■ EXCERPT ■

####

In verse 25 Paul said, “And everyone who contends exercises self-control in all things; they then, that they may receive a corruptible crown, but we, an incorruptible.” Paul exercised self-control in all things for the gospel’s sake in order to run the Christian race. He was not loose. This shows us that he endeavored like an Olympic athlete.

If you are disciplined, coached to contend, you must learn how to exercise self-control in everything-in drinking, in eating, in dressing, in combing your hair, in putting on your tie, and even in your laughing or weeping. I saw some brothers laughing uncontrollably and some sisters weeping without ceasing. We need to learn to exercise self-control in our laughing and weeping.

For sixty-eight years I have been under God’s training and my own self-control. This is what makes it possible for me to open up the Word. In 2 Timothy 2:15, Paul told Timothy that he had to learn to cut the word straight like in carpentry. We can expound the word of God in a proper way, in a straight way, by having ourselves exercised to do everything accurately.

####

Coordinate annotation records
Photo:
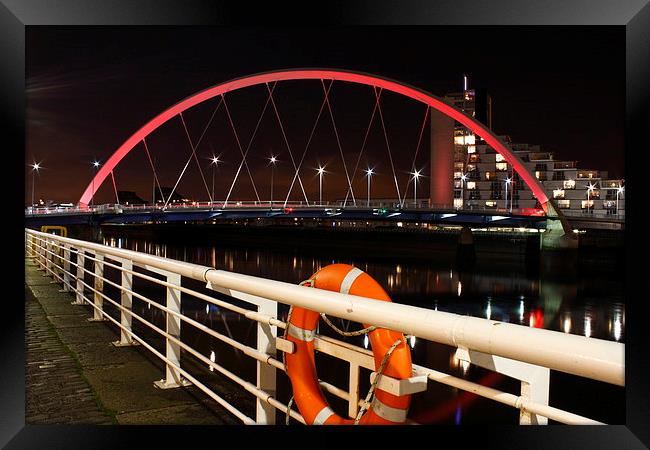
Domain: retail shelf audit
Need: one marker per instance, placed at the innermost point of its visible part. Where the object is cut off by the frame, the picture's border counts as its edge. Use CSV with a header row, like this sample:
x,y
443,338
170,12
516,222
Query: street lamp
x,y
416,176
215,162
618,191
35,168
508,181
273,160
96,165
321,171
463,178
369,173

####

■ GIVEN REQUEST ■
Write the next part of the sermon passage on self-control, picking up right after its last sentence.

■ RESPONSE ■
When I was in Shanghai in 1947, a few of us co-workers were fellowshipping one day about our work. One sister who was a deaconess came to us in an excited way. She said, “Brother Lee, upstairs in the ceiling there is a big hole.” As she was speaking, she gestured with her hands to show me how big the hole was. I asked her, “How big?” She said, “This big!” The gesture with her hands was slightly smaller than before. I asked her again, “How big?” She said, “Like this.” I asked again, “How big?” She said, “About this big.” Each time I asked, the hole she described became smaller and smaller. Eventually, we found out that the hole in the ceiling was actually very small. If we apply this principle to ourselves, we will realize how inaccurate we are.

I was able to compose those thirty items of the character training by my learning. We need to be trained not merely with Bible knowledge. We want to be trained to grow in life. The things of life grow according to regulation. All kinds of fruit are shaped according to the regulation of the life within them. The shaping takes place by the growth of life. Life regulates. We need to be trained to grow in the Lord’s life. Then we will be regulated. Because of the fall, our humanity is unregulated, so there is still the need of some outward training, which we call character training.

We should be genuine, exact, and strict not only in the church meetings and church service but also in our daily life and in our private life. Where do we put our shoes after we take them off? This shows what kind of character we have. Everything related to how we dress and comb our hair should be proper. We should be clean and neat, and our room with our furniture should also be clean and neat. We should polish our shoes and dust our furniture. Paul said that we Christians are like those who run on a racecourse. To run is to exercise. Even if we use a broom to sweep a certain area, we should not do it loosely and lazily. We should sweep in a strict and diligent way. If we do not take care of things in such a way, this shows our looseness and laziness.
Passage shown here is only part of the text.